** Start **

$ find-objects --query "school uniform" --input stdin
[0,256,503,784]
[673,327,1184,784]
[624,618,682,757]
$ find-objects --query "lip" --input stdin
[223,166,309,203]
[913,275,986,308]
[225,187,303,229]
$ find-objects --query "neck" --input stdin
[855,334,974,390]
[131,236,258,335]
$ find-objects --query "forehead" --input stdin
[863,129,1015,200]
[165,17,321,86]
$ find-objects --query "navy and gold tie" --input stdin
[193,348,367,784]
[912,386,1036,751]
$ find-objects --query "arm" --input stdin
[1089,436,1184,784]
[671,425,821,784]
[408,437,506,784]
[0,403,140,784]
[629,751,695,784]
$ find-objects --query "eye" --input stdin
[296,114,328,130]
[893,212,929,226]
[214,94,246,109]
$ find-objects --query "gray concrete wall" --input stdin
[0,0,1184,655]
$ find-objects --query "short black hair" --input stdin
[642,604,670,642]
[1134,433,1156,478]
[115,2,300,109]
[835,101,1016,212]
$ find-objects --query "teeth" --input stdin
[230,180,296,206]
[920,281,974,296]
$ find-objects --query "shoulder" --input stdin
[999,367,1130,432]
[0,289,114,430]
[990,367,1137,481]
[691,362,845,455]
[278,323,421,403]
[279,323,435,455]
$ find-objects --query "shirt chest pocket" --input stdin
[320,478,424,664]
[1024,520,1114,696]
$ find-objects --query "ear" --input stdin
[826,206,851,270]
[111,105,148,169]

** End **

Instructions to follow:
Convert all of the data above into a JSON array of strings with one string per line, skipping any blank lines.

Result of this exercise:
[
  "$ find-objects --query \"school uniform\" --input stdin",
  "[0,256,503,784]",
  "[673,327,1184,784]",
  "[624,618,682,757]",
  "$ find-objects --query \"lip\" --input stdin",
  "[223,166,309,203]",
  "[913,275,986,308]",
  "[225,187,303,229]",
  "$ find-objects --query \"neck\" --input stdin",
  "[855,334,974,390]",
  "[131,236,258,335]",
  "$ find-objects --query \"forehead\" --input stdin",
  "[863,129,1015,200]",
  "[165,17,321,86]",
  "$ find-objects --query \"navy and gold tie\" --input stdin",
  "[193,348,367,784]",
  "[912,386,1036,751]",
  "$ find-objects --query \"arm\" --input stdin",
  "[1089,436,1184,784]",
  "[671,425,821,784]",
  "[408,437,506,784]",
  "[0,403,140,784]",
  "[629,751,695,784]",
  "$ find-objects --query \"eye\" --input stdin",
  "[296,114,328,130]",
  "[893,212,929,226]",
  "[214,94,246,109]",
  "$ find-objects --query \"gray concrete wall\" --input stdin",
  "[0,0,1184,655]",
  "$ find-objects --query \"short black hair\" --input stdin",
  "[642,604,670,642]",
  "[1134,433,1156,478]",
  "[115,2,300,109]",
  "[835,101,1016,212]",
  "$ find-objects --query \"teeth\" --input stdin",
  "[230,180,296,206]",
  "[920,281,974,296]",
  "$ find-objects --query \"shoulder\" --input stdin",
  "[999,367,1130,432]",
  "[0,289,114,430]",
  "[990,367,1137,481]",
  "[691,362,845,455]",
  "[278,323,421,403]",
  "[279,323,435,455]",
  "$ find-objects --query \"shirt chest pocket\" --input stdin",
  "[320,478,424,664]",
  "[1024,520,1114,696]",
  "$ find-objects --query \"ear\" --input stdin",
  "[826,206,851,270]",
  "[111,105,148,169]"
]